Tasks to carry out:
1. According to the HMS Cornwall rescue report, what type of helicopter spotted the dinghy?
2. Echo the HMS Cornwall rescue report word for word, starting with "A Lynx helicopter" and going on through "of a dinghy.".
3. Write what follows next in the HMS Cornwall rescue report, picking up after its last sentence.

Selected passage:
Warship HMS Cornwall rescues dinghy survivors

Image caption, Five people were rescued and given medical assistance on HMS Cornwall

A Devonport-based Royal Navy warship has rescued five men from a sinking rubber boat in the Mediterranean.

A Lynx helicopter from HMS Cornwall was on routine flying operations when a dinghy was spotted by the flight commander on Monday.

The frigate launched a sea boat which recovered the survivors who were clinging to the sinking inflatable.

The helicopter's flight commander, Lt Cdr Steve Gamble, said: "It was simply pure luck that we spotted them."

"I just happened to glance out of the port window of the aircraft as we turned to approach the ship and caught a quick flash of colour, which I first thought was a fishing float," he said.

"However, not having seen any fishing activity in the area we decided to have a closer look and to our surprise it was five people clinging to the remains of a dinghy.

Records provided:
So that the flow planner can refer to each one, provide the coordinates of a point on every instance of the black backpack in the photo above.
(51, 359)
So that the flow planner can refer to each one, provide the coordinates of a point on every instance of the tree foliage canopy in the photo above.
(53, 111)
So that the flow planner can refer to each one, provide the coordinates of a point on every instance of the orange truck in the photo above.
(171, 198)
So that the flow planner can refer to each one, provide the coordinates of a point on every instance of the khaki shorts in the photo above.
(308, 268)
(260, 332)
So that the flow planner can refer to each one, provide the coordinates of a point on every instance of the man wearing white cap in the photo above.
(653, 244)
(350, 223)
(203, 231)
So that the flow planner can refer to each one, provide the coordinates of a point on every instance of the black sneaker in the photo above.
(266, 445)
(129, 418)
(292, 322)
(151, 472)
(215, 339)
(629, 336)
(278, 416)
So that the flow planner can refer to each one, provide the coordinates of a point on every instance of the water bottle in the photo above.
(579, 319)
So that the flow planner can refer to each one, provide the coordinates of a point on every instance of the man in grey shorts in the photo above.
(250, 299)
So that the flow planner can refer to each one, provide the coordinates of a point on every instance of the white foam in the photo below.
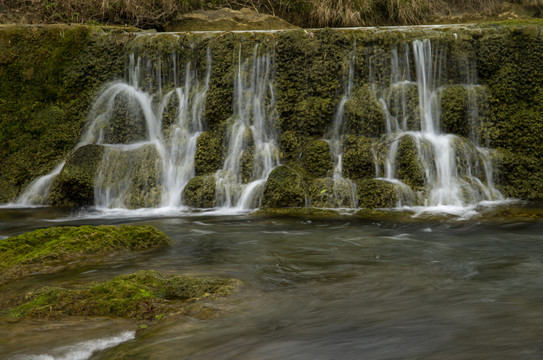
(82, 350)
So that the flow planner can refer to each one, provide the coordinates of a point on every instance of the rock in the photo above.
(144, 295)
(75, 184)
(50, 250)
(285, 188)
(227, 20)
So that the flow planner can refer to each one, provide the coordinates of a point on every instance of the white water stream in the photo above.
(251, 133)
(446, 181)
(148, 126)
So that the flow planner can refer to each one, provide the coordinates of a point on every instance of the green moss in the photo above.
(332, 193)
(519, 175)
(75, 184)
(358, 159)
(376, 194)
(454, 110)
(285, 188)
(48, 78)
(291, 146)
(209, 153)
(49, 250)
(409, 167)
(364, 115)
(317, 159)
(403, 105)
(308, 80)
(142, 295)
(200, 192)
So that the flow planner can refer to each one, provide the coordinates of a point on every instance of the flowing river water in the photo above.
(335, 288)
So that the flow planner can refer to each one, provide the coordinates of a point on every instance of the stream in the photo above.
(340, 288)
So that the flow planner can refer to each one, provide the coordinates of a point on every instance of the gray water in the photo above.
(341, 288)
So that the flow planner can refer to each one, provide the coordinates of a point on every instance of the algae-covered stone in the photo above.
(403, 106)
(333, 193)
(317, 158)
(358, 159)
(408, 165)
(130, 178)
(49, 250)
(200, 192)
(48, 77)
(127, 122)
(364, 114)
(142, 295)
(454, 110)
(209, 153)
(285, 188)
(374, 193)
(291, 146)
(74, 186)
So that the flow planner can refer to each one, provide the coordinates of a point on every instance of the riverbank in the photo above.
(309, 13)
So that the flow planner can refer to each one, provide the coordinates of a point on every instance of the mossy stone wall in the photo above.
(49, 76)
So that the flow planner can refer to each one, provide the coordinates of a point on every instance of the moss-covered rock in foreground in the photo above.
(142, 295)
(49, 250)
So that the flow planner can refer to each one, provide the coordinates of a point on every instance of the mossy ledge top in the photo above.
(144, 295)
(49, 250)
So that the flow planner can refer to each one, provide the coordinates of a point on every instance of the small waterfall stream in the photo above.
(252, 150)
(445, 181)
(147, 126)
(343, 189)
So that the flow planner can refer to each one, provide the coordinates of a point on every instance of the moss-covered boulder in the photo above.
(209, 153)
(200, 192)
(291, 146)
(49, 75)
(374, 193)
(364, 114)
(74, 186)
(144, 295)
(408, 165)
(454, 110)
(317, 159)
(403, 106)
(285, 188)
(130, 178)
(50, 250)
(359, 159)
(332, 193)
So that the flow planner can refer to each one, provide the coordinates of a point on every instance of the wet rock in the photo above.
(74, 186)
(285, 188)
(50, 250)
(200, 192)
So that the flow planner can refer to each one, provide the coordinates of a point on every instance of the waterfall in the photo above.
(37, 192)
(448, 163)
(148, 135)
(146, 126)
(154, 171)
(343, 190)
(252, 151)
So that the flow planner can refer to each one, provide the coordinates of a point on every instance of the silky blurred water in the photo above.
(339, 288)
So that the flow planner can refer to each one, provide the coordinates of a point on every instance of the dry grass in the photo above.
(305, 13)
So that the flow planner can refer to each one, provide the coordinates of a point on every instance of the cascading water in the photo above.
(157, 169)
(343, 190)
(149, 138)
(453, 171)
(145, 129)
(252, 151)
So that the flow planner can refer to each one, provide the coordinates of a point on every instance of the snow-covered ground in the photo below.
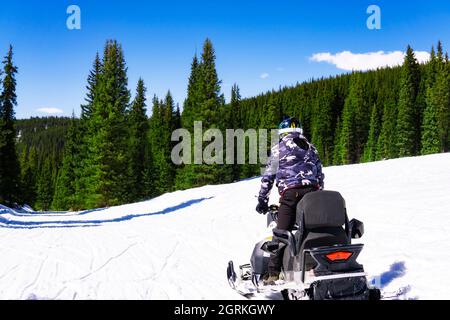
(177, 246)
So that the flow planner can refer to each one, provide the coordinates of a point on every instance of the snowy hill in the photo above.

Outputs by task:
1. A Lynx helicopter from HMS Cornwall.

2.
A Lynx helicopter from HMS Cornwall was on routine flying operations when a dinghy was spotted by the flight commander on Monday.

The frigate launched a sea boat which recovered the survivors who were clinging to the sinking inflatable.

The helicopter's flight commander, Lt Cdr Steve Gamble, said: "It was simply pure luck that we spotted them."

"I just happened to glance out of the port window of the aircraft as we turned to approach the ship and caught a quick flash of colour, which I first thought was a fishing float," he said.

"However, not having seen any fishing activity in the area we decided to have a closer look and to our surprise it was five people clinging to the remains of a dinghy.

3.
The survivors were taken aboard HMS Cornwall and given medical assistance from the ship's medical team.

The ship's commanding officer, Cdr David Wilkinson, said: "In these sea conditions, they are very lucky to be alive."

Another five people were in the inflatable boat when it overturned.

They are believed to have died before the dinghy was spotted by the ship's helicopter.

HMS Cornwall carried out a search of the area, but no trace was found of the missing people.

The survivors were put ashore in Algiers during a scheduled port visit by HMS Cornwall.

HMS Cornwall is en route to the Indian Ocean to join the Combined Maritime Force on counter-piracy operations.